Records contained in a dataset:
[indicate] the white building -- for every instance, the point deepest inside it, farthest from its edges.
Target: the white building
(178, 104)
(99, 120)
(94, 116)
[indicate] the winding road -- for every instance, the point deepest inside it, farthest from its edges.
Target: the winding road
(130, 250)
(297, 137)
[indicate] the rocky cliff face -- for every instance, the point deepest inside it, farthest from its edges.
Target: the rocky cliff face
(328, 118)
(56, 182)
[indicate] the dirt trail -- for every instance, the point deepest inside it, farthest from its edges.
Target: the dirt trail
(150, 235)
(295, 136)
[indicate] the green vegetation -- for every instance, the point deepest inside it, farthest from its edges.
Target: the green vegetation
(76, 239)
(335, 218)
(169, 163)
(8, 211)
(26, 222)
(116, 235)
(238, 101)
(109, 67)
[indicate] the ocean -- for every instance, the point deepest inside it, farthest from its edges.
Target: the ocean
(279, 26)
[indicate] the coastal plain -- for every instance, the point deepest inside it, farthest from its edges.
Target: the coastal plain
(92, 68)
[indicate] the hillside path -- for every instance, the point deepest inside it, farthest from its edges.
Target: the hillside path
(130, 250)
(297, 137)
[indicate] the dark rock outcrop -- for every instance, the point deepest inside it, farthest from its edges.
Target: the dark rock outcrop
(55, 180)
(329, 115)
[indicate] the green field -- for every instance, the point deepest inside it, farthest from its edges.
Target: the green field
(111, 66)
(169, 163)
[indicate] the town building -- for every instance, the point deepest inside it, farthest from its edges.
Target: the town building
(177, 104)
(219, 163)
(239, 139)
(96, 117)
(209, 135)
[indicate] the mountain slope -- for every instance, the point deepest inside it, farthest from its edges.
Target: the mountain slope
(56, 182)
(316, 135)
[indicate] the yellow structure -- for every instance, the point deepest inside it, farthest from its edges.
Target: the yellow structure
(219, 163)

---

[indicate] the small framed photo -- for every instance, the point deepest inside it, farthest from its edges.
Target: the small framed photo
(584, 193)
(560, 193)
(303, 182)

Task item: Of the lines above, extract only those from the line with "[indicate] the rocky" to the line with "[indicate] the coastal", both included, exactly as written.

Exercise output:
[indicate] the rocky cliff face -- for every instance, the point deepest inside it, farthest from its edges.
Target: the rocky cliff face
(328, 118)
(56, 182)
[indicate] the dirt trail -- for every instance, the point deepest inside it, farthest from its edges.
Target: the dirt trail
(150, 235)
(295, 136)
[indicate] the green vegetation -- for every instance, the point deepest inside it, farthest from its edges.
Target: the green vegetation
(76, 239)
(335, 218)
(169, 163)
(8, 211)
(26, 222)
(116, 235)
(238, 101)
(109, 67)
[indicate] the ocean -- for every instance, the point deepest inside it, farthest from its edges.
Target: the ocean
(279, 26)
[indicate] the coastal plain -- for every instance, the point deepest inside it, farthest from its edges.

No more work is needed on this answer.